§ **What is required**:
Search the entries for lines that contain the word "brick", and report each one found.
· · · ·
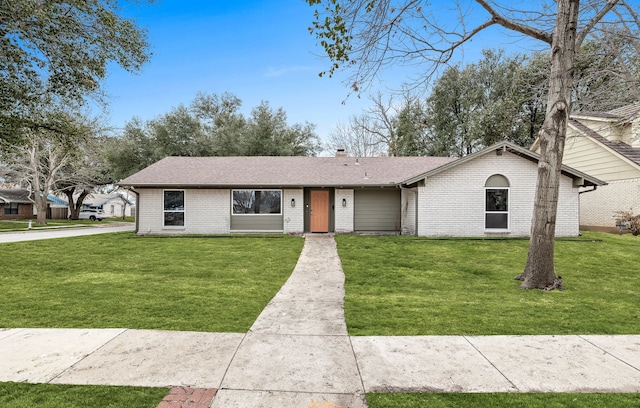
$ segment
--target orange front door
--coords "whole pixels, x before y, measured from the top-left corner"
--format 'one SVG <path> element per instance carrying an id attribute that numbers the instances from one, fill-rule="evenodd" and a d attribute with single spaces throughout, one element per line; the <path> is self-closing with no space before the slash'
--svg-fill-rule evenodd
<path id="1" fill-rule="evenodd" d="M 311 190 L 311 232 L 329 232 L 329 192 Z"/>

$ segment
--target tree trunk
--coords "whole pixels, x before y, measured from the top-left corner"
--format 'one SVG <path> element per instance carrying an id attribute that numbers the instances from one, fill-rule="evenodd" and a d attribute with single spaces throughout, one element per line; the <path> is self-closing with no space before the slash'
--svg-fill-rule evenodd
<path id="1" fill-rule="evenodd" d="M 574 56 L 579 0 L 557 1 L 556 29 L 551 46 L 551 75 L 547 114 L 540 130 L 540 161 L 529 255 L 520 276 L 523 289 L 544 289 L 554 284 L 554 238 L 560 189 L 560 171 L 571 113 Z"/>
<path id="2" fill-rule="evenodd" d="M 89 195 L 89 190 L 84 189 L 82 193 L 78 196 L 78 199 L 73 201 L 73 193 L 75 193 L 75 187 L 71 189 L 66 189 L 63 193 L 67 196 L 67 203 L 69 206 L 69 219 L 77 220 L 80 218 L 80 210 L 82 209 L 82 203 L 84 202 L 85 197 Z"/>
<path id="3" fill-rule="evenodd" d="M 47 196 L 40 195 L 39 192 L 35 193 L 34 200 L 36 202 L 36 210 L 38 215 L 36 218 L 36 224 L 47 225 Z"/>

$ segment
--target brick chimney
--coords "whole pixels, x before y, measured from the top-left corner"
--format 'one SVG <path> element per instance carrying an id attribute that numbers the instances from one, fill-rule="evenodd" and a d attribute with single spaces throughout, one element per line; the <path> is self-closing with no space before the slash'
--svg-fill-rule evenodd
<path id="1" fill-rule="evenodd" d="M 344 149 L 336 150 L 336 157 L 347 157 L 347 151 Z"/>

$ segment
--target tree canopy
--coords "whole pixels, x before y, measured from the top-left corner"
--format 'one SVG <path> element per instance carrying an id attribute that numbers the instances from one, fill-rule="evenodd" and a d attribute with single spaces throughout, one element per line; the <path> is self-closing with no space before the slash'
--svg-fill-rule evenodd
<path id="1" fill-rule="evenodd" d="M 143 122 L 129 121 L 108 141 L 107 160 L 115 179 L 166 156 L 315 156 L 318 136 L 310 123 L 287 123 L 282 108 L 263 101 L 245 117 L 242 101 L 230 93 L 198 94 L 190 105 Z"/>
<path id="2" fill-rule="evenodd" d="M 24 127 L 51 128 L 33 111 L 101 100 L 109 64 L 138 71 L 150 58 L 146 32 L 118 0 L 0 1 L 0 141 Z"/>

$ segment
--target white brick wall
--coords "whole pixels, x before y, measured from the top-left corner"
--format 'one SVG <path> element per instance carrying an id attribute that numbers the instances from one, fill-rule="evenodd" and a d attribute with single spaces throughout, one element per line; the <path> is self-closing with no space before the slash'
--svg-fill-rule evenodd
<path id="1" fill-rule="evenodd" d="M 162 189 L 138 190 L 138 233 L 159 234 L 162 232 Z"/>
<path id="2" fill-rule="evenodd" d="M 418 189 L 402 189 L 402 235 L 416 235 L 416 199 Z"/>
<path id="3" fill-rule="evenodd" d="M 609 181 L 596 191 L 580 194 L 580 224 L 615 227 L 616 211 L 640 213 L 640 178 Z"/>
<path id="4" fill-rule="evenodd" d="M 347 206 L 342 206 L 342 199 L 347 200 Z M 353 190 L 335 190 L 335 231 L 339 234 L 353 232 Z"/>
<path id="5" fill-rule="evenodd" d="M 227 234 L 231 192 L 224 189 L 186 189 L 185 226 L 163 226 L 163 189 L 140 189 L 139 234 Z"/>
<path id="6" fill-rule="evenodd" d="M 282 215 L 284 216 L 284 232 L 301 234 L 304 232 L 304 190 L 287 189 L 282 192 Z M 296 206 L 291 207 L 291 200 L 296 200 Z"/>
<path id="7" fill-rule="evenodd" d="M 537 166 L 505 152 L 488 153 L 455 166 L 426 180 L 418 187 L 418 235 L 486 236 L 484 228 L 485 182 L 502 174 L 510 184 L 509 236 L 528 236 L 531 230 Z M 569 177 L 562 177 L 556 221 L 557 236 L 576 236 L 578 189 Z"/>
<path id="8" fill-rule="evenodd" d="M 185 226 L 189 234 L 229 233 L 230 190 L 186 190 L 185 201 Z"/>

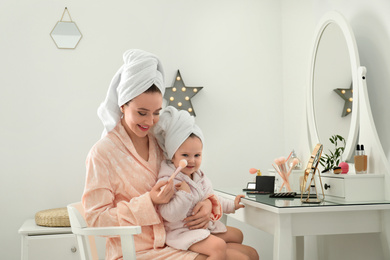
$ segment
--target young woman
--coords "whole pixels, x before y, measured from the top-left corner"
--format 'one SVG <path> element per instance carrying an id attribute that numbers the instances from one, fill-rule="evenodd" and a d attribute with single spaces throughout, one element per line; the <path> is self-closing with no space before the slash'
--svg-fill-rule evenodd
<path id="1" fill-rule="evenodd" d="M 82 197 L 88 225 L 142 226 L 135 236 L 137 259 L 205 259 L 191 251 L 165 246 L 165 229 L 157 205 L 169 202 L 172 182 L 156 184 L 164 159 L 151 128 L 159 120 L 165 91 L 159 59 L 129 50 L 98 109 L 104 124 L 102 139 L 90 150 Z M 160 188 L 166 188 L 160 196 Z M 216 202 L 213 202 L 216 203 Z M 208 226 L 211 200 L 201 201 L 186 221 L 191 228 Z M 109 237 L 106 259 L 121 259 L 120 238 Z"/>

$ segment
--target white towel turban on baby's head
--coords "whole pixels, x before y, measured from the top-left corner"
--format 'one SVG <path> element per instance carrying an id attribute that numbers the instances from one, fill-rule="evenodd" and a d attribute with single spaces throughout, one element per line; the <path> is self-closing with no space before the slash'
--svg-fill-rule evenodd
<path id="1" fill-rule="evenodd" d="M 163 110 L 160 120 L 154 126 L 154 134 L 165 157 L 169 160 L 191 134 L 199 137 L 204 144 L 202 130 L 195 124 L 195 118 L 187 111 L 178 111 L 173 106 Z"/>
<path id="2" fill-rule="evenodd" d="M 148 90 L 153 84 L 164 96 L 164 71 L 160 60 L 142 50 L 128 50 L 123 54 L 124 64 L 111 80 L 106 99 L 98 108 L 104 125 L 102 137 L 114 129 L 122 112 L 120 107 Z"/>

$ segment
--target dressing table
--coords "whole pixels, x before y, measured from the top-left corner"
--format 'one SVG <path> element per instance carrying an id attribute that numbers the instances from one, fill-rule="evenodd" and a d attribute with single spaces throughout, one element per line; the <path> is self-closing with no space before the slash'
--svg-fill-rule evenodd
<path id="1" fill-rule="evenodd" d="M 233 200 L 244 194 L 239 188 L 218 188 L 215 193 Z M 304 236 L 381 233 L 390 237 L 383 231 L 390 201 L 303 204 L 300 198 L 275 199 L 267 194 L 246 195 L 241 201 L 245 208 L 228 216 L 274 235 L 274 260 L 319 259 L 317 243 L 312 243 L 310 256 L 303 256 Z"/>
<path id="2" fill-rule="evenodd" d="M 360 66 L 352 28 L 341 14 L 329 12 L 316 28 L 313 46 L 306 92 L 309 147 L 312 149 L 321 143 L 328 153 L 333 147 L 328 138 L 341 135 L 346 139 L 341 159 L 351 163 L 348 175 L 322 175 L 328 199 L 341 202 L 390 200 L 389 162 L 372 117 L 367 70 Z M 335 92 L 337 89 L 350 89 L 350 102 L 342 100 Z M 347 103 L 351 112 L 345 115 Z M 357 144 L 364 144 L 368 155 L 367 174 L 354 172 Z"/>
<path id="3" fill-rule="evenodd" d="M 303 126 L 308 130 L 309 149 L 320 143 L 327 152 L 332 145 L 328 138 L 342 135 L 346 139 L 342 161 L 353 163 L 356 144 L 364 144 L 368 173 L 322 174 L 326 192 L 319 204 L 302 203 L 300 198 L 246 195 L 241 200 L 245 208 L 229 217 L 274 235 L 274 260 L 321 259 L 316 236 L 368 233 L 380 234 L 384 259 L 390 259 L 390 168 L 372 118 L 367 71 L 360 66 L 353 31 L 341 14 L 329 12 L 316 28 L 313 46 L 307 125 Z M 334 93 L 337 88 L 352 90 L 347 116 L 342 116 L 346 102 Z M 237 187 L 216 187 L 216 193 L 228 199 L 244 194 Z M 307 241 L 305 236 L 312 237 Z M 310 255 L 303 255 L 307 242 L 305 253 Z"/>

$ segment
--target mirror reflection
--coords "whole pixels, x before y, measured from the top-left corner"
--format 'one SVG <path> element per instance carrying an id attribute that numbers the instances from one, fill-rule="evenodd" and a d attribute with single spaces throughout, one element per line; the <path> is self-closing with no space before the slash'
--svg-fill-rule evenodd
<path id="1" fill-rule="evenodd" d="M 347 42 L 341 28 L 335 23 L 329 23 L 318 42 L 313 77 L 315 124 L 324 152 L 333 149 L 329 141 L 332 135 L 348 138 L 351 114 L 342 116 L 345 100 L 334 89 L 351 87 L 352 72 Z"/>

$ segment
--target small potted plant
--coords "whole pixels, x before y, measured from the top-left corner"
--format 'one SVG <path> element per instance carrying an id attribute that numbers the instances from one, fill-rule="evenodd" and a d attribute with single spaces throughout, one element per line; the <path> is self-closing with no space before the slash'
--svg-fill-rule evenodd
<path id="1" fill-rule="evenodd" d="M 339 170 L 338 165 L 345 150 L 345 139 L 341 135 L 333 135 L 329 138 L 329 141 L 334 145 L 334 151 L 329 150 L 329 153 L 321 156 L 320 164 L 324 167 L 322 172 L 332 172 L 335 168 Z"/>

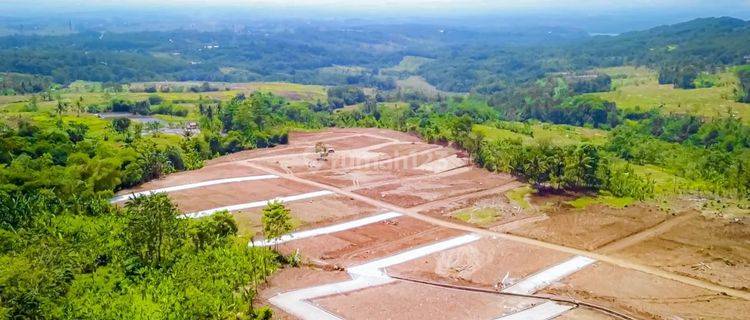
· · · ·
§ **Output for this exercise**:
--target brick chimney
--target white brick wall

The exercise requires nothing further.